● **Consignes**:
1) D'après la chronologie, pourquoi le cardinal Ratzinger préside-t-il les obsèques de Jean-Paul II le 8 avril 2005, et que préside-t-il ensuite pour la même raison ?
2) Recopiez, dans la chronologie, le passage qui s'ouvre sur les mots contenant "1969. Nommé professeur" et se referme sur "son parcours personnel.".

═════ Texte fourni ═════

1959. Professeur de théologie fondamentale à l’université de Bonn (jusqu’en 1963), de théologie dogmatique à Münster (1963-1966), puis à Tübingen (1966-1969).

1962-1965. Il participe aux quatre sessions de Vatican II comme expert.

1969. Nommé professeur de théologie dogmatique à l’université de Ratisbonne.

24 mars 1977. Paul VI le nomme archevêque de Munich.

27 juin 1977. Paul VI le crée cardinal.

25 novembre 1981. Jean-Paul II l’appelle à Rome comme préfet de la Congrégation pour la doctrine de la foi.

1985. Parution d’Entretien sur la foi, un dialogue avec le journaliste Vittorio Messori.

1996. Il publie Le Sel de la terre, conversation avec le journaliste Peter Seewald reprenant son parcours personnel.

1998. Le cardinal Joseph Ratzinger est élu par ses pairs vice-doyen du Sacré Collège.

2002. Jean-Paul II le nomme doyen du Sacré Collège.

8 avril 2005. En tant que doyen du Sacré Collège, le cardinal Ratzinger préside les obsèques de Jean-Paul II, décédé le 2 avril à 84 ans. À ce titre, il préside ensuite les congrégations générales réunissant l’ensemble des cardinaux durant la vacance du Siège apostolique, ainsi que le conclave qui s’ouvre le 18 avril pour élire le 264e successeur de Pierre.

═════ Données enregistrées ═════

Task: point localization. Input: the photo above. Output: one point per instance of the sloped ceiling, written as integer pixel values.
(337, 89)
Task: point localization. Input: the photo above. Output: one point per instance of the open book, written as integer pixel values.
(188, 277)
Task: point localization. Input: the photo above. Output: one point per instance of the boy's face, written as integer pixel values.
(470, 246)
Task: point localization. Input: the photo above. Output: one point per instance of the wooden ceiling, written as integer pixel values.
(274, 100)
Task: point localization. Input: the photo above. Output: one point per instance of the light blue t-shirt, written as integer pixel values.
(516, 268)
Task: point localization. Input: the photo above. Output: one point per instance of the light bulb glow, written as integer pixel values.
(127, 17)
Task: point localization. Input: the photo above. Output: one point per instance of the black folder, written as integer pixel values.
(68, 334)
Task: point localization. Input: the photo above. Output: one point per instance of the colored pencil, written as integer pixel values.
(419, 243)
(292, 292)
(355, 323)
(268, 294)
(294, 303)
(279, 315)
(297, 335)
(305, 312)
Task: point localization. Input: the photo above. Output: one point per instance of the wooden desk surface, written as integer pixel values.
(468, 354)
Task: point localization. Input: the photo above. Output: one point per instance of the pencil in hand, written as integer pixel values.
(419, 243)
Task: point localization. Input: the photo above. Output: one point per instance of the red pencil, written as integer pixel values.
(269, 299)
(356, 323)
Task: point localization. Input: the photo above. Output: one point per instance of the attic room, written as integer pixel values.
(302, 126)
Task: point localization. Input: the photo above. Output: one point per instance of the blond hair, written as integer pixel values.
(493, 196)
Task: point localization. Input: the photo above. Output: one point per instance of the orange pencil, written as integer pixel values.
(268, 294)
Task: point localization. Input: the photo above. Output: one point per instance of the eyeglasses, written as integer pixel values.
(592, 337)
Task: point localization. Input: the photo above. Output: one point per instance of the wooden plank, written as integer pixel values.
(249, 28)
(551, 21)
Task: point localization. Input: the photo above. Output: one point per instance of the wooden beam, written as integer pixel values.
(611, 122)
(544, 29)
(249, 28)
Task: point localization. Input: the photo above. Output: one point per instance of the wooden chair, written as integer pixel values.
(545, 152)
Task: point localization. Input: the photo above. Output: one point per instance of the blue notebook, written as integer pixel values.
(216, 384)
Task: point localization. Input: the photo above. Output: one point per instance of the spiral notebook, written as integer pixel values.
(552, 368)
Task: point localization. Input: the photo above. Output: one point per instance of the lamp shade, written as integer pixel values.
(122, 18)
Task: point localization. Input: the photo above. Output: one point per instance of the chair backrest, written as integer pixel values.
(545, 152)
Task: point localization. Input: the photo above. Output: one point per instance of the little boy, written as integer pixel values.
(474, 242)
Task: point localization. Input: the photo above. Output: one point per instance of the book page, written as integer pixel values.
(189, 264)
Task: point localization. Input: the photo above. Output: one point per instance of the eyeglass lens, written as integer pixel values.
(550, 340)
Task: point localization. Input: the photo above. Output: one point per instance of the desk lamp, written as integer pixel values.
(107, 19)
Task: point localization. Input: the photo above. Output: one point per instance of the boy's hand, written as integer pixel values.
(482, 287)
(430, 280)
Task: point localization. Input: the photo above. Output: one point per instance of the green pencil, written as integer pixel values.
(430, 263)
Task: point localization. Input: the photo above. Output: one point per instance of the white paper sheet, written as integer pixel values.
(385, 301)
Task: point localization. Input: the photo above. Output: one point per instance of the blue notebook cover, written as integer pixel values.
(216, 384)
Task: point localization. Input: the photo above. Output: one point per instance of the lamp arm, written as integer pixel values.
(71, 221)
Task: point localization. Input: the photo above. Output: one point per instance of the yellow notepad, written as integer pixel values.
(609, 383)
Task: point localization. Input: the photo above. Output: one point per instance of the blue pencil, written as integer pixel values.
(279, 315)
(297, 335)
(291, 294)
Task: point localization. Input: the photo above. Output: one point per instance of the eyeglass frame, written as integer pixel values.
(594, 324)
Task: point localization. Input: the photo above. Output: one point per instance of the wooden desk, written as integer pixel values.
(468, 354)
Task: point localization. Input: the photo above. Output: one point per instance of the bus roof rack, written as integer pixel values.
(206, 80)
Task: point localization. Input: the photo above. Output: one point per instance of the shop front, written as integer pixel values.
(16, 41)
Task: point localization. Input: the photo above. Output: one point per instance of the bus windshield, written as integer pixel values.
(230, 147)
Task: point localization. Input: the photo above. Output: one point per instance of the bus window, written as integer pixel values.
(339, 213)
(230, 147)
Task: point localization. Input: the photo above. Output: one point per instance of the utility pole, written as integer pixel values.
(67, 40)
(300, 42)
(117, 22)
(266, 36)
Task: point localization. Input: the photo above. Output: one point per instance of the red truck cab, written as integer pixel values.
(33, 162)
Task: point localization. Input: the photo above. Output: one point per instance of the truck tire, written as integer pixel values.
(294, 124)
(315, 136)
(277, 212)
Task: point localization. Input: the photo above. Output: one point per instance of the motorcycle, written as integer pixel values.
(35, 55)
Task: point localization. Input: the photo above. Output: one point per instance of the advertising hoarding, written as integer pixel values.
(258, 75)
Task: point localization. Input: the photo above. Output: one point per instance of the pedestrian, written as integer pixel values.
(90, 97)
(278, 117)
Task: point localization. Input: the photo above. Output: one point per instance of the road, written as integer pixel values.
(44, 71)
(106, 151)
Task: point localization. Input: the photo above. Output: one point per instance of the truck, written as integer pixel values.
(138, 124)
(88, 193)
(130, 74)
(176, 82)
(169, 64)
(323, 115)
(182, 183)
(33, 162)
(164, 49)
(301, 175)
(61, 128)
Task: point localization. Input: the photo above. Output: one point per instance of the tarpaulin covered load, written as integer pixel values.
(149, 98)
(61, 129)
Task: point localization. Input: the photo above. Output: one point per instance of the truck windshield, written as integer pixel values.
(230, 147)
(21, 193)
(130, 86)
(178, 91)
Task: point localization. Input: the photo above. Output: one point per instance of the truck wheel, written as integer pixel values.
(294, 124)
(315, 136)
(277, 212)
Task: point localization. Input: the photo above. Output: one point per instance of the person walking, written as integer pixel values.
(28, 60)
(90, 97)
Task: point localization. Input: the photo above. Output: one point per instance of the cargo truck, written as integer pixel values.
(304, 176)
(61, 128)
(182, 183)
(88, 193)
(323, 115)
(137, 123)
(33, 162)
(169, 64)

═════

● **Réponses**:
1) Il les préside parce qu'il est doyen du Sacré Collège, fonction à laquelle Jean-Paul II l'a nommé en 2002. À ce titre, il préside ensuite les congrégations générales réunissant l'ensemble des cardinaux durant la vacance du Siège apostolique, ainsi que le conclave ouvert le 18 avril pour élire le 264e successeur de Pierre.

2)
1969. Nommé professeur de théologie dogmatique à l’université de Ratisbonne.

24 mars 1977. Paul VI le nomme archevêque de Munich.

27 juin 1977. Paul VI le crée cardinal.

25 novembre 1981. Jean-Paul II l’appelle à Rome comme préfet de la Congrégation pour la doctrine de la foi.

1985. Parution d’Entretien sur la foi, un dialogue avec le journaliste Vittorio Messori.

1996. Il publie Le Sel de la terre, conversation avec le journaliste Peter Seewald reprenant son parcours personnel.